▶ _Task statement_:
Count the lines in the rows below that contain the string "tree". Reply with the number only.

▶ _Extracted data_:
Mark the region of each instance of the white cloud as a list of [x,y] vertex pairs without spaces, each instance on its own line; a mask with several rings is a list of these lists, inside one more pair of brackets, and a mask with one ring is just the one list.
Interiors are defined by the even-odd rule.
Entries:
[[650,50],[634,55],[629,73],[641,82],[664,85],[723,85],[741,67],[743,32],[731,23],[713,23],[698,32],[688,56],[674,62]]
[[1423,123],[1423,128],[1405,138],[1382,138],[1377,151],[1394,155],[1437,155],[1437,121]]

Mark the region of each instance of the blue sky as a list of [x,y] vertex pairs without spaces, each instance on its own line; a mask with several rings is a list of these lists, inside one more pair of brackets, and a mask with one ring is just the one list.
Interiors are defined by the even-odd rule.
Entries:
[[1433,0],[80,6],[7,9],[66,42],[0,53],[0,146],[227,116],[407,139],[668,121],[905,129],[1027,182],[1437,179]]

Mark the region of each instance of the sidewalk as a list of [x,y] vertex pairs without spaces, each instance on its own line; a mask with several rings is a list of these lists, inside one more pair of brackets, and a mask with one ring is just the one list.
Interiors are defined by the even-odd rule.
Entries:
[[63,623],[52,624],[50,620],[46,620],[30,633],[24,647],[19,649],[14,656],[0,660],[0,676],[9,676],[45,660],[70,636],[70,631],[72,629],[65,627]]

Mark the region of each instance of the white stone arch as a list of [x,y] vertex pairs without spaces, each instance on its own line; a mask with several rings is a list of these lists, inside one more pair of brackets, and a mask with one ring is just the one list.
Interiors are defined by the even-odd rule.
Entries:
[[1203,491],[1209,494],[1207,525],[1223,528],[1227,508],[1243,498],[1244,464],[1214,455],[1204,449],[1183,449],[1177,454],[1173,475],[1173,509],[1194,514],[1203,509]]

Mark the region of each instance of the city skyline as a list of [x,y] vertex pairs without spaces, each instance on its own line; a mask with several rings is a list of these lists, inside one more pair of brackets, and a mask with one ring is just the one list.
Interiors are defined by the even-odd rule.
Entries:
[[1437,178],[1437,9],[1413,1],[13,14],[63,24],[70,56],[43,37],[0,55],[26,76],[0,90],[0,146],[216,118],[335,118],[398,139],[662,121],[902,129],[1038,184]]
==
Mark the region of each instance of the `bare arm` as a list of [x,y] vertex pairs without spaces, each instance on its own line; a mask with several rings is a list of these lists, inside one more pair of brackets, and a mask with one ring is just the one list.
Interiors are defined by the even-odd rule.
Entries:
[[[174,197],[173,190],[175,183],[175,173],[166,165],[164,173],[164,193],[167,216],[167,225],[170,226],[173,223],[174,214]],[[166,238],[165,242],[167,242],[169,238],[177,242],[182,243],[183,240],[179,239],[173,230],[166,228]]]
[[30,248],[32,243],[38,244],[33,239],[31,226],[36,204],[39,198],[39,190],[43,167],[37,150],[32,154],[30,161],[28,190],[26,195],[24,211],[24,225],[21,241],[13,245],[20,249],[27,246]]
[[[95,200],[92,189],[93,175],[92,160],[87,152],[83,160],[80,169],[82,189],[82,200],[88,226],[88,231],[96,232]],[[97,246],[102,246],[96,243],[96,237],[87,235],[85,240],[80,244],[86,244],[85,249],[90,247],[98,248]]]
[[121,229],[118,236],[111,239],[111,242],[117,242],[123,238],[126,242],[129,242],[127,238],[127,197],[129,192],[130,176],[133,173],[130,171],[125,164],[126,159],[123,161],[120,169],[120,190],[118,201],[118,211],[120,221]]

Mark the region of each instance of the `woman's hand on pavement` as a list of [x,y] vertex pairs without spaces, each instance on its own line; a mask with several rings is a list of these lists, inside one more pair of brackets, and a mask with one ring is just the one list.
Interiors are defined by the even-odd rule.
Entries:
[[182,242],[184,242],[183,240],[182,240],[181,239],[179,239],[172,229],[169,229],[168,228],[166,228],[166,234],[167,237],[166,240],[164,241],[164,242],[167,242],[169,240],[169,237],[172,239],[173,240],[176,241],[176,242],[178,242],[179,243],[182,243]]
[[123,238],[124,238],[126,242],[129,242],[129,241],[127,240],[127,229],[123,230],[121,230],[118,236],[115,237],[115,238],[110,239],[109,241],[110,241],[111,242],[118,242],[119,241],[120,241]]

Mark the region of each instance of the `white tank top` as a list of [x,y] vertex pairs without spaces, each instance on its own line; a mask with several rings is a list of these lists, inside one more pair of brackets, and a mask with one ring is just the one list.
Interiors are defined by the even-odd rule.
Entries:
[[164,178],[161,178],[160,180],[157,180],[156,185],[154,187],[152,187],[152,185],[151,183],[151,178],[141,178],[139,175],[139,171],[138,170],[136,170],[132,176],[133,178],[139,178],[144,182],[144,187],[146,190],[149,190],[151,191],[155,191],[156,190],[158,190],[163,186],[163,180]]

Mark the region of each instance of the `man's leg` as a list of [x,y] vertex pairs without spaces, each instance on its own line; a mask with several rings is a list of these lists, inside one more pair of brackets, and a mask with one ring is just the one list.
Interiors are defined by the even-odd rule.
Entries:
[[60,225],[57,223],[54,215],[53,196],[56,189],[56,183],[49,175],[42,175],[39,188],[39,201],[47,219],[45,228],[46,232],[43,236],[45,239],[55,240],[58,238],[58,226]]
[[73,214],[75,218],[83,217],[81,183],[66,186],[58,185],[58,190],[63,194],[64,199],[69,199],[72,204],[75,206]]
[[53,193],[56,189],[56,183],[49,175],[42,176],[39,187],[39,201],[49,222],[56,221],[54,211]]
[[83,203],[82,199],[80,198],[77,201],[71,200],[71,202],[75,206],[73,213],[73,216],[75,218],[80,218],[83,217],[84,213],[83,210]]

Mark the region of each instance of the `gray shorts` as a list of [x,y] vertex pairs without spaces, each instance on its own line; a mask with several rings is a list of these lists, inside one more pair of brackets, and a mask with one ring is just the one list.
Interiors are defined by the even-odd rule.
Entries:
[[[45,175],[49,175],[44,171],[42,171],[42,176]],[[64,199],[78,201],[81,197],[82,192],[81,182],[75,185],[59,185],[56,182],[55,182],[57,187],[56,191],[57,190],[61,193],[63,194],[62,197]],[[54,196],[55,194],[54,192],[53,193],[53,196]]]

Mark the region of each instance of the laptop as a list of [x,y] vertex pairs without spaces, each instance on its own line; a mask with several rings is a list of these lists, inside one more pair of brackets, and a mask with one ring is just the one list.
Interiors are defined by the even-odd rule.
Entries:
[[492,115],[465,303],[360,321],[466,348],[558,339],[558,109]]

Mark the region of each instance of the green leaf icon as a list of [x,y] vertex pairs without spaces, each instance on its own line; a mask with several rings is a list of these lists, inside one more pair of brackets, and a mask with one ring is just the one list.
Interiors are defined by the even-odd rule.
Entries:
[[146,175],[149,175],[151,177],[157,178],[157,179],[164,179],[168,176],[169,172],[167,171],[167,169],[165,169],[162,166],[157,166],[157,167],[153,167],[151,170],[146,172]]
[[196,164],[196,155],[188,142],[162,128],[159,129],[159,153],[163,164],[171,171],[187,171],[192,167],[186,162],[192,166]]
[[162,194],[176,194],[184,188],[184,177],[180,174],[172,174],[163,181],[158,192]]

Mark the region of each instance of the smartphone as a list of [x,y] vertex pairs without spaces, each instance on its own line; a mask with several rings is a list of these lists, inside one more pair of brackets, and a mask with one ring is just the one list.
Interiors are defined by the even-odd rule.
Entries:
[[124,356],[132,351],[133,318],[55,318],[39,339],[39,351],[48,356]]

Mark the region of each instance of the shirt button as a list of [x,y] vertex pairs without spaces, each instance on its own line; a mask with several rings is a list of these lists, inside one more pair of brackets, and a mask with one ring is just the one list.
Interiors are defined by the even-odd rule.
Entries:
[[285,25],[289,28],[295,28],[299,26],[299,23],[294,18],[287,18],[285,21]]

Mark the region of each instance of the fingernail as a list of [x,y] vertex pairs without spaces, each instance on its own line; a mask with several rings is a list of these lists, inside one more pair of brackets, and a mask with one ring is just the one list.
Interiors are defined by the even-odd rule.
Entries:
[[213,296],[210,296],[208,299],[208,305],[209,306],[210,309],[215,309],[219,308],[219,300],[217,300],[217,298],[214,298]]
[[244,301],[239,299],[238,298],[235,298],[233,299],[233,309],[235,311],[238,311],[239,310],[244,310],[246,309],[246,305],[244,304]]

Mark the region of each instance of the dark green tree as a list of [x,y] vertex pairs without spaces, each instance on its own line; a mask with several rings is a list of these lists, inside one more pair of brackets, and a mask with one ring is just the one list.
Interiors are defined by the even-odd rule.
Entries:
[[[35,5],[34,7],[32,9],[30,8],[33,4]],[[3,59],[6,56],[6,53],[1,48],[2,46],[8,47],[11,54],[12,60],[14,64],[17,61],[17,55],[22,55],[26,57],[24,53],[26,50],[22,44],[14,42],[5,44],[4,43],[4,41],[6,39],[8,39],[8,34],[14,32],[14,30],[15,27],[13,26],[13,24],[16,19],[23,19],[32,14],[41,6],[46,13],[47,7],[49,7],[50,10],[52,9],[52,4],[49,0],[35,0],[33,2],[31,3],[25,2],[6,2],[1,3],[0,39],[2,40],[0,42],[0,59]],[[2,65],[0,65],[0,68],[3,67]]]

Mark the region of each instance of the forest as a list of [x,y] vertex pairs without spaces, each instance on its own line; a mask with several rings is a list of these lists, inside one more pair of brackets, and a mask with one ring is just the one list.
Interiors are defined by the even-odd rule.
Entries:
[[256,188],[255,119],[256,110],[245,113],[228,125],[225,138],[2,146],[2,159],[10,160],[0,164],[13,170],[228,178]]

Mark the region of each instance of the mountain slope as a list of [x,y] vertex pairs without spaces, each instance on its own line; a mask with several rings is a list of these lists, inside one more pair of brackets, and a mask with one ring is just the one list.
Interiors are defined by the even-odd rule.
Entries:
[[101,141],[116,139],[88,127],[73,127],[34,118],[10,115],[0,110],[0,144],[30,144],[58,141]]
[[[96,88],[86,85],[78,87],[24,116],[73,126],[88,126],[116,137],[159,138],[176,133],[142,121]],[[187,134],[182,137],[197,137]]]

▶ _The solution_:
1